= Economy of Mandatory Palestine =

Development between 1920 and 1948

Economy of Mandatory Palestine refers to the economy and financial development of the British Mandatory Palestine between 1920 and 1948.

Between 1922 and 1947, the annual growth rate of the Jewish sector of the economy was 13.2%, mainly due to immigration and foreign capital, while that of the Arab was 6.5%. Per capita, these figures were 4.8% and 3.6% respectively. By 1936, the Jewish sector earned 2.6 times as much as Arabs. Compared to Arab countries, the Palestinian Arab individuals earned slightly more.

The country's largest industrial zone was in Haifa, where many housing projects were built for employees. Haifa was the location of the Haifa oil refinery, established in the 1930s, and the end point of the Kirkuk-Haifa oil pipeline, transporting oil from the Kingdom of Iraq.

The Jaffa Electric Company was founded in 1923 by Pinhas Rutenberg, and was later absorbed into a newly created Palestine Electric Company. Palestine Airways was founded in 1934, Angel Bakeries in 1927, and the Tnuva dairy in 1926. Electric current mainly flowed to Jewish industry, following it to its nestled locations in Tel Aviv and Haifa. Although Tel Aviv had by far more workshops and factories, the demand for electric power for industry was roughly the same for both cities by the early 1930s.

==Economic growth==
Between 1922 and 1947, the annual growth rate of the Jewish sector of the economy was 13.2%, mainly due to immigration and foreign capital, while that of the Arab was 6.5%. Per capita, these figures were 4.8% and 3.6% respectively. By 1936, the Jewish sector earned 2.6 times as much as Arabs. Compared to Arab countries, the Palestinian Arab individuals earned slightly more.
━━━━━━
• Exercise
Answer the following from the text on the economy of Mandatory Palestine:
1. What annual growth rate is given for the Arab sector of the economy between 1922 and 1947?
2. In which city was the country's largest industrial zone located?
3. In what year was the Jaffa Electric Company founded?

• Supplied data
━━━━━━
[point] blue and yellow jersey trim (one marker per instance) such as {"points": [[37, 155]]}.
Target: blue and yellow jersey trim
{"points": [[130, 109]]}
━━━━━━
• Task output
1. 6.5%
2. Haifa
3. 1923